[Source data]
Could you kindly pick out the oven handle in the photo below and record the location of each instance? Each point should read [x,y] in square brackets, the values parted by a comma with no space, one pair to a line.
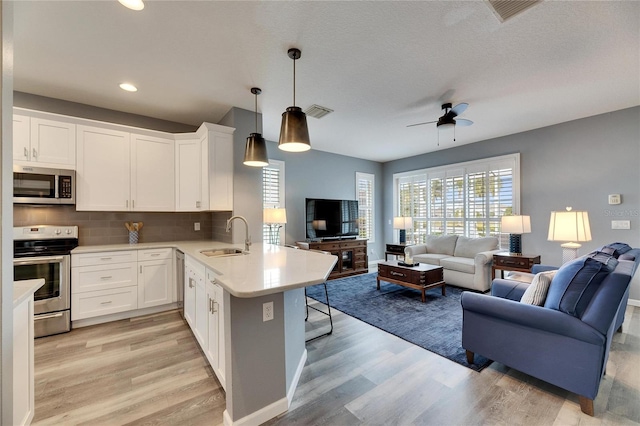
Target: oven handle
[37,260]
[47,316]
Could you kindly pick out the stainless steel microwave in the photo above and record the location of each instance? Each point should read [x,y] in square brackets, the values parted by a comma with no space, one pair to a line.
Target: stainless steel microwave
[39,185]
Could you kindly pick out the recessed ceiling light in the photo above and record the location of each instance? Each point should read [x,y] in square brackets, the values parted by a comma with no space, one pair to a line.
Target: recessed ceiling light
[128,87]
[132,4]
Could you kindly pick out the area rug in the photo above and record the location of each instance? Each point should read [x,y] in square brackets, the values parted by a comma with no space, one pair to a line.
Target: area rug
[435,325]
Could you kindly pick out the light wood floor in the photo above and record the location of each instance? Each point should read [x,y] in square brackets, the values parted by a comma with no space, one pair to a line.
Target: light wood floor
[150,371]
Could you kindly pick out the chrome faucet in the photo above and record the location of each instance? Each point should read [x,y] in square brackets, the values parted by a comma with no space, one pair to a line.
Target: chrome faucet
[247,241]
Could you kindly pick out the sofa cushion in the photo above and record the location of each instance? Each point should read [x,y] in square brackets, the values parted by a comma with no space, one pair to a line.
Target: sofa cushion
[536,293]
[441,244]
[469,247]
[429,258]
[574,285]
[460,264]
[620,248]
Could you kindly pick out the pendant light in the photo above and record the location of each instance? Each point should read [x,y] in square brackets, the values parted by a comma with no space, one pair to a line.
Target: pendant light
[294,134]
[255,152]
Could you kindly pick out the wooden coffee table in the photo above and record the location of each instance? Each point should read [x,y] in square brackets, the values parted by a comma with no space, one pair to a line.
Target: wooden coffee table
[422,277]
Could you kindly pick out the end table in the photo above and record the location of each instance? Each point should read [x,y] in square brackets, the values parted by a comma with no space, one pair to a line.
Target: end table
[513,262]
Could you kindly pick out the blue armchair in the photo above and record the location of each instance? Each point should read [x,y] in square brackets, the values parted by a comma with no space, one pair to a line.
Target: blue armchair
[564,349]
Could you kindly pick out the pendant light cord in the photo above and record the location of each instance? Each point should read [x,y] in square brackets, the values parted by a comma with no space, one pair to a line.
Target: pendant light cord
[294,81]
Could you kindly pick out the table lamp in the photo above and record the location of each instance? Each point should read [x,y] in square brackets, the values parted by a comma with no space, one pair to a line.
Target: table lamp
[572,227]
[275,218]
[515,225]
[402,223]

Brief
Render the records above as a two-column CSV with the headers request and points, one row per request, putting its text and its answer each in a single quoted field with line breaks replaced by spaces. Include every record and leave the pictures out.

The solution
request,points
"Could you kindly pick out the oven handle in the photo below and record the location of each instance? Each point should read [x,y] in square brackets, the values parted by a comma with no space, one pair to a line. Target: oven handle","[37,260] [47,316]"
"Could you kindly pick out the stainless steel microwave in the photo above and record the location of each instance? Each point should read [x,y] in square brackets, the values parted by a comma with no space, one pair to a line. Target: stainless steel microwave","[39,185]"
"Could you kindly pick out the recessed ceiling light in the photo above and record the location of each instance? Each point should read [x,y] in square brackets, the values parted by a comma with no space, one pair to a line. Target: recessed ceiling light","[128,87] [132,4]"
"Could you kindly pick out the area rug in the photo above and record the location of each instance? Each point should read [x,y] in square brackets, the values parted by a comma with no space, one pair to a line. Target: area rug","[435,325]"
"Could you kindly pick out the light wood floor in the photo above and record the location of each instance? Each point should read [x,y] in square brackets, the values parted by a comma with no space, one pair to a line. Target: light wood floor","[150,371]"
"Could you kindly pick out the chrome faucet in the photo above and record the location of each instance? Each point should read [x,y] in square brackets, the values parted by a comma with no space, one pair to a line. Target: chrome faucet","[247,241]"
"Could you kindly pick out the sofa cushion in the photo above and record the location of each instance? Each point should read [x,y] in square brackets, the values parted by a comma with no space, one pair to a line. Target: sofa cushion","[536,293] [441,244] [469,247] [429,258] [574,285] [460,264] [620,248]"
"Could you kindly pick out the pendant light in the photo above and record the location of each instance? Each point should read [x,y] in square brackets, the values parted by a comma with no space, one pair to a line. Target: pendant light","[294,134] [255,152]"
"Could you kindly pick out the wooden coffee table in the photo above and record the location of each instance? Each point should read [x,y] in square brackets, the values parted by a comma with no space, one pair to a line. Target: wooden coffee table","[422,277]"
"Could you kindly pick out the end table in the photo above and record the location of each instance? Each point should read [x,y] in square brackets, the values parted by a comma with no space, one pair to a line. Target: end table","[513,262]"
"Could you kindly pick out the blue armchair in the photo above and record the location of each instance? Each point should read [x,y] in square brackets, the values parted by a comma with no space, one pair to a line. Target: blue armchair","[564,349]"
"Could you kindly pick out the pendant light cord in the photo above and record the location of each instance? Each point should read [x,y] in square brackets, the values parted by a comma with no space, one pair to a line. Target: pendant light cord","[294,81]"
"Could you kindly pick out the table lamp in the photo above and record the location of each instance? Each point should read [x,y] in square brackets, the values parted by a comma with no space, one pair to a line. Target: table lamp","[572,227] [275,218] [515,225] [402,223]"